* [Set problem]
Only the lines from the line holding "phrase -- desert shrub" to the last line should be output, each exactly as given.

Data entries:
━━━━━━

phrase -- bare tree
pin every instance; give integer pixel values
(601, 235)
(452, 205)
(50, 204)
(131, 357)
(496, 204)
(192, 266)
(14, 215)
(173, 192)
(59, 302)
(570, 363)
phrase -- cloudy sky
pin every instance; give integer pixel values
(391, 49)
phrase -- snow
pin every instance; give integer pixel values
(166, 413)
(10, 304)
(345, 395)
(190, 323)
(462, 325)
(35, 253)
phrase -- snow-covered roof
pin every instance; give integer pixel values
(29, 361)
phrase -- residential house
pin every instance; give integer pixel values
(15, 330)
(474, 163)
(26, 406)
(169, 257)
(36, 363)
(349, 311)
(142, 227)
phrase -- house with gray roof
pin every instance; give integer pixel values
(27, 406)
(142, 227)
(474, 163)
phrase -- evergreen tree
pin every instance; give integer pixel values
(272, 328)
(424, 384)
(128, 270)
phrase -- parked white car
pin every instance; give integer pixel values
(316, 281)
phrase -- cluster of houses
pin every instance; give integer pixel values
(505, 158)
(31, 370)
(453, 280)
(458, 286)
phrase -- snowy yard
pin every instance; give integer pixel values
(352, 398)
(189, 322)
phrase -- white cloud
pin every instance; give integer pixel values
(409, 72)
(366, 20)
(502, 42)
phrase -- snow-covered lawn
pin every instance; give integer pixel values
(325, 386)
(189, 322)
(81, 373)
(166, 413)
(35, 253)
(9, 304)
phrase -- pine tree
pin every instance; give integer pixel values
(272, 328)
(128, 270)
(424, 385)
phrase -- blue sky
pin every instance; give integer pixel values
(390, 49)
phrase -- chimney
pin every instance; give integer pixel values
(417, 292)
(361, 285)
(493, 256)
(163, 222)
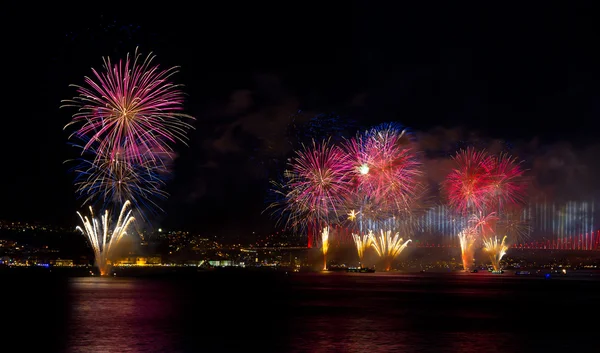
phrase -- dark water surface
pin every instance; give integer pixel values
(321, 312)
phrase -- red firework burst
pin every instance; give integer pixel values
(383, 168)
(506, 181)
(468, 184)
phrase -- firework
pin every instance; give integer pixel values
(388, 247)
(317, 184)
(131, 107)
(362, 244)
(102, 238)
(483, 224)
(506, 181)
(468, 184)
(515, 223)
(116, 180)
(325, 246)
(496, 250)
(384, 168)
(467, 239)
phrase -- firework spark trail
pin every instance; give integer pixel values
(362, 242)
(132, 106)
(483, 224)
(383, 168)
(388, 247)
(467, 238)
(496, 250)
(115, 180)
(97, 232)
(316, 184)
(507, 185)
(325, 246)
(468, 184)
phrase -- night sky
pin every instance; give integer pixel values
(527, 76)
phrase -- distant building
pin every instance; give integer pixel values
(62, 263)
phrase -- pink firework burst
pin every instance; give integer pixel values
(131, 106)
(468, 184)
(383, 168)
(318, 182)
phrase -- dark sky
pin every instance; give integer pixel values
(519, 73)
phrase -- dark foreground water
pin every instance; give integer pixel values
(321, 312)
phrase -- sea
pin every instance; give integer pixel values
(246, 311)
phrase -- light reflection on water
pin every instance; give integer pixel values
(245, 312)
(125, 315)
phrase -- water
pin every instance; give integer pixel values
(322, 312)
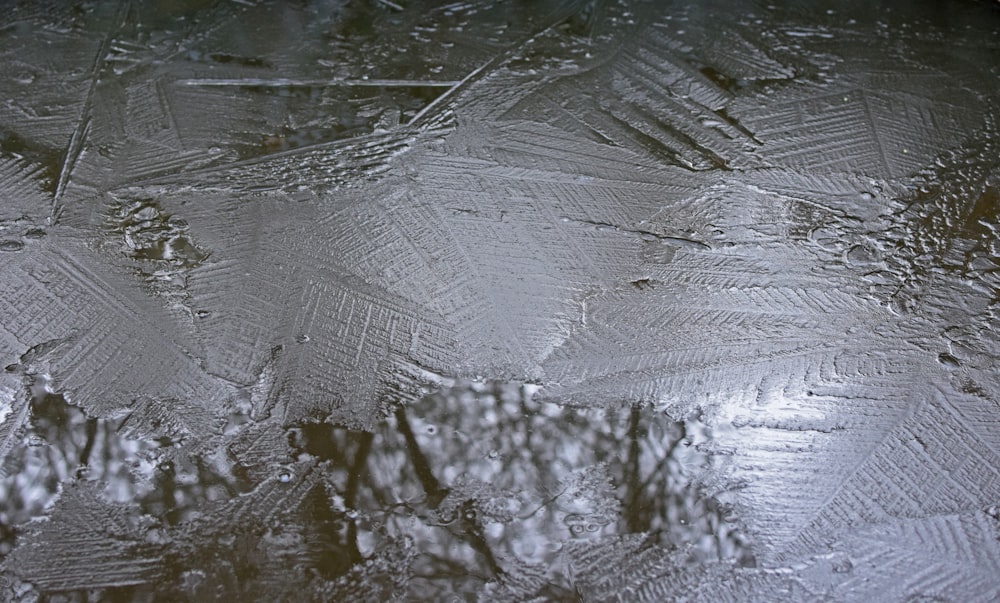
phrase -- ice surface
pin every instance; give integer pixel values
(499, 301)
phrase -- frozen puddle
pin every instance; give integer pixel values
(395, 300)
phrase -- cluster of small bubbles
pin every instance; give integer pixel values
(447, 515)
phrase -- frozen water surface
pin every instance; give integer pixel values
(499, 301)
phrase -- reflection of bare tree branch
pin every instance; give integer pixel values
(633, 495)
(472, 531)
(422, 467)
(91, 431)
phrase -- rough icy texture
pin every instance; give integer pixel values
(581, 300)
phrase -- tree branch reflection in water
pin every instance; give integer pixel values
(476, 484)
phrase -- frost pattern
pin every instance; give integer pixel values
(593, 301)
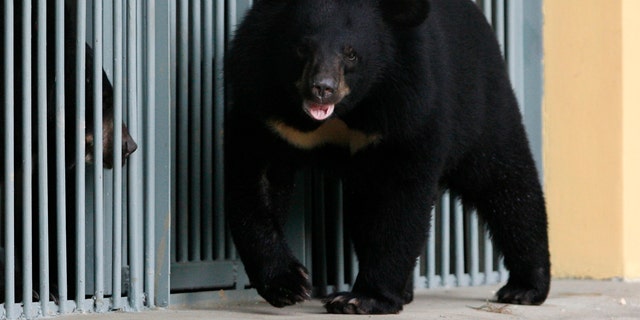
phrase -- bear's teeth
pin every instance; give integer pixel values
(319, 111)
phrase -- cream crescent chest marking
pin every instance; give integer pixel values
(332, 132)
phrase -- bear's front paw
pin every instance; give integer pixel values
(354, 303)
(286, 286)
(517, 294)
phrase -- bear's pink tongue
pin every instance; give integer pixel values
(320, 111)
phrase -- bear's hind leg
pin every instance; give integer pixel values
(504, 188)
(388, 221)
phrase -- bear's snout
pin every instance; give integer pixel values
(323, 89)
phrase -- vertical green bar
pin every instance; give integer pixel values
(195, 132)
(150, 150)
(117, 153)
(183, 132)
(60, 157)
(27, 163)
(9, 181)
(162, 123)
(207, 132)
(43, 181)
(80, 123)
(135, 184)
(218, 128)
(98, 180)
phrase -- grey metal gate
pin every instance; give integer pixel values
(459, 253)
(77, 237)
(112, 236)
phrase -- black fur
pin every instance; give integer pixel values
(128, 144)
(424, 87)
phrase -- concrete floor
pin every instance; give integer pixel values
(569, 299)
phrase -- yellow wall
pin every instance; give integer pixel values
(591, 137)
(631, 142)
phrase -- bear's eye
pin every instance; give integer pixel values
(301, 51)
(350, 54)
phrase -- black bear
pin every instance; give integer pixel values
(128, 144)
(400, 98)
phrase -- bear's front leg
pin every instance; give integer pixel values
(258, 192)
(387, 211)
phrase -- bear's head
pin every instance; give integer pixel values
(323, 57)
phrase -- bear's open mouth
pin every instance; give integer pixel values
(318, 111)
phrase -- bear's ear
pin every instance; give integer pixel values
(407, 13)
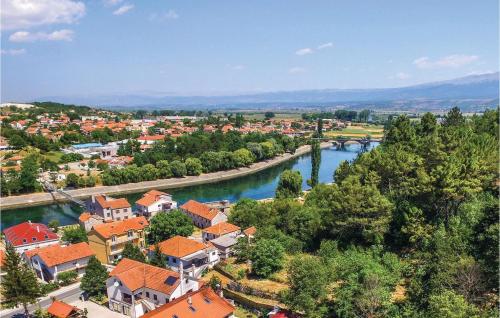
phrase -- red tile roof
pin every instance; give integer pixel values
(179, 246)
(56, 254)
(222, 228)
(204, 303)
(107, 230)
(29, 233)
(107, 202)
(61, 309)
(135, 275)
(150, 197)
(200, 209)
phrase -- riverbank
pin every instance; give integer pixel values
(35, 199)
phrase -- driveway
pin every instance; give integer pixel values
(94, 310)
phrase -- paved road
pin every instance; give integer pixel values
(46, 198)
(67, 294)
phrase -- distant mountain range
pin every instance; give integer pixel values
(471, 93)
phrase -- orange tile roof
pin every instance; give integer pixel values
(203, 303)
(250, 231)
(61, 309)
(135, 275)
(200, 209)
(179, 246)
(107, 230)
(85, 216)
(56, 254)
(221, 228)
(150, 197)
(107, 202)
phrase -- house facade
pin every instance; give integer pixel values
(107, 240)
(202, 215)
(27, 236)
(50, 261)
(135, 288)
(220, 229)
(197, 304)
(188, 254)
(110, 209)
(155, 201)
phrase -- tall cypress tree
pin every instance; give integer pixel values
(19, 285)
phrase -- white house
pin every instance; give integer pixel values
(155, 201)
(220, 229)
(135, 288)
(27, 236)
(202, 215)
(50, 261)
(190, 254)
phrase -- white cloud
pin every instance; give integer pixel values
(296, 70)
(110, 3)
(238, 67)
(325, 46)
(402, 76)
(16, 14)
(450, 61)
(25, 36)
(169, 15)
(304, 51)
(13, 52)
(123, 9)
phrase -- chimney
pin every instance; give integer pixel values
(181, 274)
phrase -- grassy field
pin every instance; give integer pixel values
(358, 131)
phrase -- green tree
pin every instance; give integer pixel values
(308, 280)
(75, 235)
(132, 251)
(289, 185)
(193, 166)
(267, 257)
(166, 225)
(178, 168)
(94, 279)
(450, 305)
(157, 257)
(19, 285)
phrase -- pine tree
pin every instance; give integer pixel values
(19, 285)
(94, 280)
(157, 259)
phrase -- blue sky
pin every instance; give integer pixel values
(70, 47)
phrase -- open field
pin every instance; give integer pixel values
(375, 131)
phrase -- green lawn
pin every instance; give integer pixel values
(54, 155)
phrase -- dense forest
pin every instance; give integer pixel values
(408, 229)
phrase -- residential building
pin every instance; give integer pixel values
(110, 209)
(225, 245)
(107, 240)
(203, 303)
(202, 215)
(135, 288)
(155, 201)
(59, 309)
(27, 236)
(52, 260)
(189, 253)
(87, 220)
(220, 229)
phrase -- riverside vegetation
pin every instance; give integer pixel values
(409, 229)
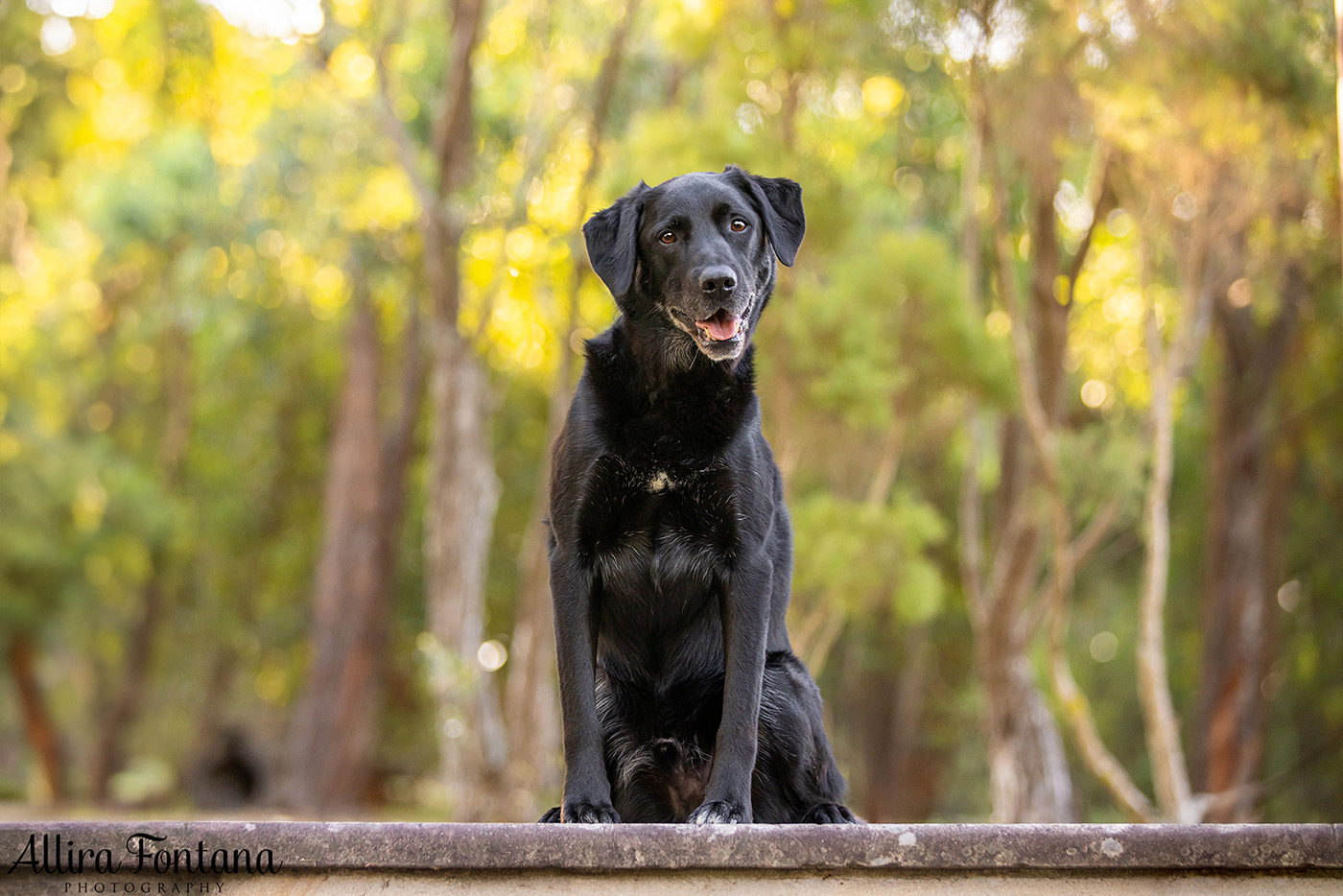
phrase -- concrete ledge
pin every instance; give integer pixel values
(419, 859)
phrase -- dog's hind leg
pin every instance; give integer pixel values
(795, 778)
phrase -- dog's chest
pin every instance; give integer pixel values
(651, 529)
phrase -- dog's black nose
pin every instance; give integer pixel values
(720, 277)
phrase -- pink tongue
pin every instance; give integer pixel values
(721, 326)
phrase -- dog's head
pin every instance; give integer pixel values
(695, 254)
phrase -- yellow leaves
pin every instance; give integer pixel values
(353, 69)
(328, 292)
(12, 78)
(882, 96)
(507, 31)
(351, 13)
(516, 331)
(386, 203)
(217, 262)
(520, 245)
(89, 506)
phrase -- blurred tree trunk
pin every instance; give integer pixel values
(1338, 87)
(335, 728)
(530, 704)
(888, 705)
(127, 701)
(462, 490)
(1239, 569)
(37, 727)
(1027, 766)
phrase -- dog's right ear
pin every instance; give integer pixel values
(613, 237)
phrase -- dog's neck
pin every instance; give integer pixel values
(668, 363)
(644, 398)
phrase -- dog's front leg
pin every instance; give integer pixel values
(745, 611)
(587, 791)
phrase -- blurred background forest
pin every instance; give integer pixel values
(293, 295)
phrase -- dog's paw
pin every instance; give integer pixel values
(829, 814)
(581, 812)
(719, 812)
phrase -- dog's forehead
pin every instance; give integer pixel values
(695, 194)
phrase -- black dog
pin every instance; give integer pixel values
(671, 551)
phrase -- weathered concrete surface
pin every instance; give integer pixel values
(422, 860)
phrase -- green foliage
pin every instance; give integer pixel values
(187, 210)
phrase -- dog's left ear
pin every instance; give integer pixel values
(613, 241)
(779, 201)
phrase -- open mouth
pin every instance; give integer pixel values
(722, 326)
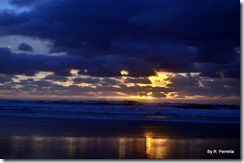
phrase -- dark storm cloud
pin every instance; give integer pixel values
(25, 47)
(208, 87)
(138, 36)
(13, 63)
(9, 18)
(5, 78)
(22, 2)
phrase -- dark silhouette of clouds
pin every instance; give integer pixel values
(25, 47)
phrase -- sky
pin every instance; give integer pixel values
(151, 50)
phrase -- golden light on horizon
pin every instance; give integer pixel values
(161, 79)
(124, 72)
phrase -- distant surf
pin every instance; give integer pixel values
(121, 110)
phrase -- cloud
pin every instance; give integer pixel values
(138, 80)
(56, 78)
(21, 2)
(25, 47)
(139, 36)
(88, 80)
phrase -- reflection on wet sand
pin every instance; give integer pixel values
(149, 147)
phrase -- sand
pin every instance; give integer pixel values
(25, 138)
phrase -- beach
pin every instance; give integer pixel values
(56, 138)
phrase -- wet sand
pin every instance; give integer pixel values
(29, 138)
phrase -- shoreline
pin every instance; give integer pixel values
(114, 128)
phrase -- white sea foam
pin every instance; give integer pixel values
(121, 110)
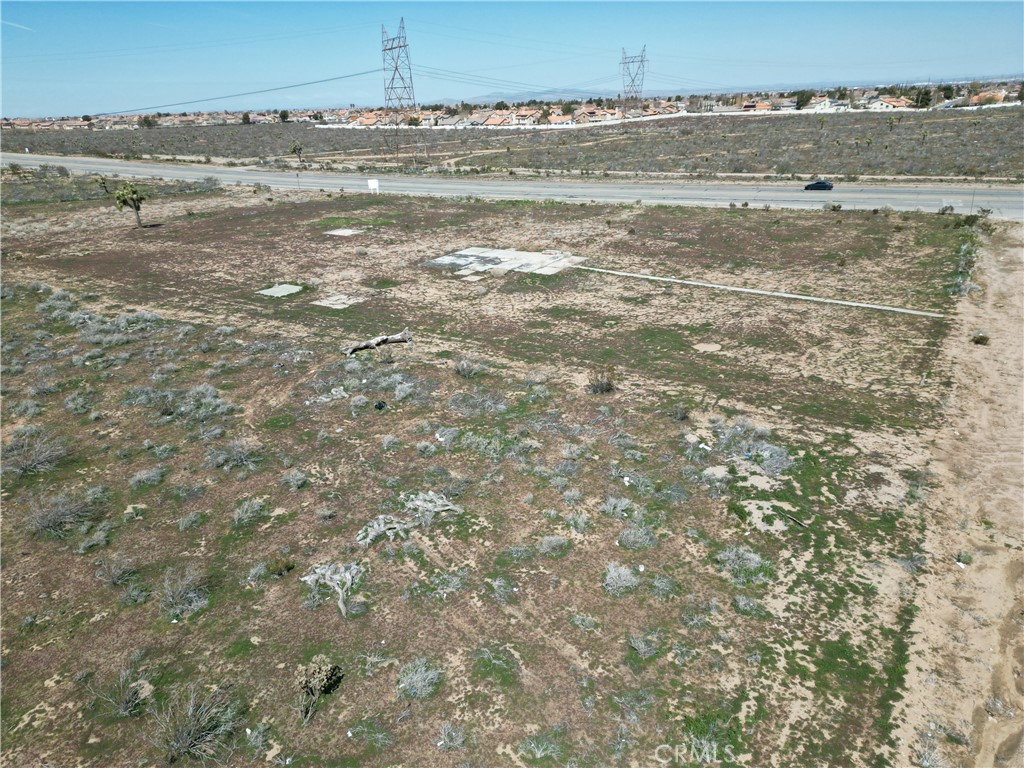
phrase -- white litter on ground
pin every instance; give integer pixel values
(340, 301)
(499, 261)
(284, 289)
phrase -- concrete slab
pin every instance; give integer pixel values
(499, 261)
(339, 301)
(283, 289)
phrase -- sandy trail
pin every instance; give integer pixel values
(967, 654)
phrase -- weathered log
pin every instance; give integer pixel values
(403, 338)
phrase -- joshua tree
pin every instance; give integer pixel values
(128, 195)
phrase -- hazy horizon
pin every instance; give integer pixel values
(99, 57)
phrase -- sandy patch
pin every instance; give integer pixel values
(968, 634)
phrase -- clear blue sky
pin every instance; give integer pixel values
(90, 57)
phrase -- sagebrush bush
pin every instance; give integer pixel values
(151, 476)
(314, 680)
(56, 515)
(601, 379)
(744, 565)
(293, 479)
(619, 580)
(182, 592)
(453, 737)
(195, 723)
(249, 510)
(419, 679)
(32, 451)
(242, 453)
(124, 697)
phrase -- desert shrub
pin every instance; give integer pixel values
(202, 402)
(619, 580)
(467, 368)
(56, 515)
(664, 587)
(163, 452)
(134, 593)
(502, 589)
(314, 680)
(912, 562)
(293, 479)
(124, 697)
(151, 476)
(453, 737)
(497, 664)
(77, 402)
(601, 379)
(518, 552)
(749, 606)
(473, 404)
(342, 580)
(615, 507)
(99, 537)
(744, 565)
(195, 723)
(638, 537)
(32, 451)
(584, 622)
(242, 453)
(646, 644)
(189, 520)
(544, 745)
(116, 570)
(448, 583)
(183, 592)
(371, 732)
(419, 679)
(26, 409)
(249, 510)
(578, 521)
(553, 546)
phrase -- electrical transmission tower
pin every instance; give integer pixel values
(633, 72)
(398, 94)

━━━━━━

* [Answer for the task]
phrase -- desert shrub
pin every instance; give integer pixel values
(202, 402)
(619, 580)
(467, 368)
(56, 515)
(664, 587)
(163, 452)
(134, 593)
(502, 589)
(314, 680)
(912, 562)
(293, 479)
(124, 697)
(151, 476)
(453, 737)
(497, 664)
(77, 402)
(601, 379)
(518, 552)
(749, 606)
(473, 404)
(342, 580)
(615, 507)
(99, 537)
(744, 565)
(195, 723)
(638, 537)
(32, 451)
(584, 622)
(242, 453)
(646, 644)
(189, 520)
(544, 745)
(116, 570)
(448, 583)
(183, 592)
(371, 732)
(419, 679)
(26, 409)
(249, 510)
(578, 521)
(553, 546)
phrase -- electrical transmission tower
pin every instance; give integer pixel values
(633, 72)
(398, 94)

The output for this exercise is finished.